=== Begin Enclosure ===
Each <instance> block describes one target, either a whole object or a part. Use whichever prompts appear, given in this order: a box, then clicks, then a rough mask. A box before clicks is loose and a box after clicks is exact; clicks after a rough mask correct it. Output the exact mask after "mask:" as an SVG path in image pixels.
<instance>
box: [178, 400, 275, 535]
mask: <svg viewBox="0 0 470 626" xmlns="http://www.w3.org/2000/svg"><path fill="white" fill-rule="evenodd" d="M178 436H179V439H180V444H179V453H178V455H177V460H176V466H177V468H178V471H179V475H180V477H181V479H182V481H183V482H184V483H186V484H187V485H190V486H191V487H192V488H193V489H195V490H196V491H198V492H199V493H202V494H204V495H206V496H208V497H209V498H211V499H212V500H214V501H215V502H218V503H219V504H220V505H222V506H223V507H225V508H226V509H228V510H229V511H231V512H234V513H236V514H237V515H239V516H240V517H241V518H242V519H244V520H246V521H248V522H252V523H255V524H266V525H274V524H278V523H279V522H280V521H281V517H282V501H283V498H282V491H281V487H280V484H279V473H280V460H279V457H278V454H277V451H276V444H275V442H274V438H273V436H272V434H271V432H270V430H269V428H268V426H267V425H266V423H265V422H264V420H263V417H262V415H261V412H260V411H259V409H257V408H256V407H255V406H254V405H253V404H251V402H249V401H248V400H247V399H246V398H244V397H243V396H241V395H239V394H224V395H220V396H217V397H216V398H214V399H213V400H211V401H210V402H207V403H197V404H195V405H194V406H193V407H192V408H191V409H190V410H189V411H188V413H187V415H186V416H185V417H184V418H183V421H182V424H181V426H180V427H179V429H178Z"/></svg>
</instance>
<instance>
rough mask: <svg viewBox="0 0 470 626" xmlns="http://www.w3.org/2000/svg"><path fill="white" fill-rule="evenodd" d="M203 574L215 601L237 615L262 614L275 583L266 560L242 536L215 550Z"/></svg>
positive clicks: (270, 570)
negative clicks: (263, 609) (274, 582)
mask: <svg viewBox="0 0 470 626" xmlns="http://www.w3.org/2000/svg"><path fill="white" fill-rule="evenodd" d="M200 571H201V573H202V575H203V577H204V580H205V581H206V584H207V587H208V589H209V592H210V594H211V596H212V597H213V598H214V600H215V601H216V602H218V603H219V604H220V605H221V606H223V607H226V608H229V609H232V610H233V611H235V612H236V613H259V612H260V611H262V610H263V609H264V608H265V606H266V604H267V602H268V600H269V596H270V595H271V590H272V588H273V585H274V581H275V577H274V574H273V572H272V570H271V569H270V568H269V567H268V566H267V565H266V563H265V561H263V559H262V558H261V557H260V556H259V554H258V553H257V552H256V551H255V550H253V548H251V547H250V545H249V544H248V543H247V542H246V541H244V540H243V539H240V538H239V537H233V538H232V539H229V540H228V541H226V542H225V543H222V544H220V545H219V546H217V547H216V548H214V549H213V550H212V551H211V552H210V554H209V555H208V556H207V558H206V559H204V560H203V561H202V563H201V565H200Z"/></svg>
=== End Enclosure ===
• Your objective
For each line above that includes the word "instance", make a copy of that line.

• Solved problem
Each <instance> block describes one target, either a whole object or a part. Use whichever prompts appear, given in this order: a box, then clicks, then a rough mask. A box before clicks is loose and a box after clicks is exact; clicks after a rough mask correct it. Output the exact mask after "mask:" as an SVG path in image pixels.
<instance>
</instance>
<instance>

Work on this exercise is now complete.